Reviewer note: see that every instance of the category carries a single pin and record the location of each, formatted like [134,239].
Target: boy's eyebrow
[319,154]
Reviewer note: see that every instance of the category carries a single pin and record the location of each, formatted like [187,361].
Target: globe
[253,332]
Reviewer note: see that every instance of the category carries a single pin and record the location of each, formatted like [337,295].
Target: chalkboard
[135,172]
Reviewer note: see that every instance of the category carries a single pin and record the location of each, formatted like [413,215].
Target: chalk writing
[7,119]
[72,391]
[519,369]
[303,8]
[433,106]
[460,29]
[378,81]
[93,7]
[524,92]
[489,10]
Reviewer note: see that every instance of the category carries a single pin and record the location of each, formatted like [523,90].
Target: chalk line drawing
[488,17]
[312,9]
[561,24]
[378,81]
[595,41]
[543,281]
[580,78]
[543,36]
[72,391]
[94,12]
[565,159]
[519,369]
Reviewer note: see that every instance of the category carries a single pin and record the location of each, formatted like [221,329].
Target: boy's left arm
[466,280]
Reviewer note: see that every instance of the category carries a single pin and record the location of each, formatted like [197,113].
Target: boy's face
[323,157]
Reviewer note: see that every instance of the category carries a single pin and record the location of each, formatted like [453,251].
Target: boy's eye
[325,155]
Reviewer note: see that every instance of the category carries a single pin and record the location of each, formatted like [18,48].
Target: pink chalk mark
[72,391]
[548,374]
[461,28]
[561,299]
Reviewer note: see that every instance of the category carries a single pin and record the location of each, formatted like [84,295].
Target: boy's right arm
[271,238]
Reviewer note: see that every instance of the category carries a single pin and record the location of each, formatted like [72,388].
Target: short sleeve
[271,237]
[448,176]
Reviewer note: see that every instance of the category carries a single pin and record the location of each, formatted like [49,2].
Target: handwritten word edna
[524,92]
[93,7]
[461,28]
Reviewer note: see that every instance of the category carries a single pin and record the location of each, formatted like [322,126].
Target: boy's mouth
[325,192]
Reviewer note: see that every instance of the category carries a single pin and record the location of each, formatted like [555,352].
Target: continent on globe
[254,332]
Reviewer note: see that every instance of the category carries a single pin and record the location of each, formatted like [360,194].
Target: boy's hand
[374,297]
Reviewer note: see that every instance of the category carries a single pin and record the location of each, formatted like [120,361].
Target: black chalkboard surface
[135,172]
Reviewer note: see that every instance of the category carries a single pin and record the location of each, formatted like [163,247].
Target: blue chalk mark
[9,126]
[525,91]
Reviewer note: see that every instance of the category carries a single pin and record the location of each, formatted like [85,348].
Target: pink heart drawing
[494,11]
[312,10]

■ **Challenge**: Please update the listing above by replacing every instance of "single pin" with "single marker" and leaving everything else as it is.

■ **Exercise solution**:
Reviewer note: see that every instance of the category carries a single marker and record the location of each, formatted like [134,239].
Target: boy's eyebrow
[319,154]
Reviewer note: see that every instance of the category carries a single marker and record the location of each, formatted like [187,361].
Target: globe
[253,332]
Reviewer note: see that every instance of the category carries a single marker and record the location of each, formatted like [337,295].
Target: chalkboard
[135,172]
Reviewer note: see that every instance of the category carries a single marker and record the location of each, formatted like [413,215].
Target: chalk writing
[7,119]
[72,391]
[519,369]
[303,8]
[433,106]
[460,29]
[378,81]
[93,7]
[524,92]
[489,10]
Reviewer note: see that every instance of the category carries a single marker and record the location of each, formatted like [523,90].
Target: chalk line drawing
[488,17]
[312,9]
[561,24]
[378,81]
[595,41]
[543,281]
[580,78]
[543,36]
[72,391]
[94,12]
[565,159]
[519,369]
Reviewer note: see that every instance of the category carries a single marker and record the location of each, formatted like [221,329].
Target: boy's left arm
[466,280]
Reviewer note: see that every instance of the category carries a single marker and record the location of each, formatted like [197,113].
Target: boy's face
[323,157]
Reviewer note: see that every instance of the category carries a single marker and record the location of each, formatted like [453,251].
Target: boy's eye
[325,155]
Reviewer note: see that every instance of the category carries a single marker and record the location of each, formatted like [18,48].
Target: pink chalk mark
[72,391]
[548,374]
[461,28]
[561,299]
Reviewer note: see that every instance of the category carries a single marker and record the location of each, formatted like [84,295].
Target: boy's right arm
[271,238]
Reviewer note: see that every instance of the category carries a single marker and record the location of each, formatted like [72,388].
Target: short sleeve
[271,237]
[448,176]
Reviewer note: see that every instance of the category carries a single marker and record the location of each, formatted like [49,2].
Target: handwritten word edna
[524,92]
[93,7]
[461,28]
Reviewer note: see that every instance of the category carries a single marker and record the location of each, formatted like [322,126].
Target: boy's mouth
[325,192]
Reviewer note: see that every instance of the category carries a single marker and record the location of each, formatted like [555,352].
Target: continent on globe
[254,332]
Reviewer note: see that every instance of the category carries a single marker and record the location of each, formatted like [360,194].
Target: boy's hand
[374,297]
Reviewer note: see that every instance of the category carries a single marker and record the location of each, formatted like [120,361].
Target: black chalkboard surface
[135,172]
Reviewer note: see that every instance of the category carries a single marker and record the location of each, formatted like [163,247].
Target: blue chalk mark
[9,126]
[525,91]
Reviewer note: see that every instance of the category carries a single marker and record the location of each, formatted like [85,348].
Target: pink heart drawing
[494,11]
[312,10]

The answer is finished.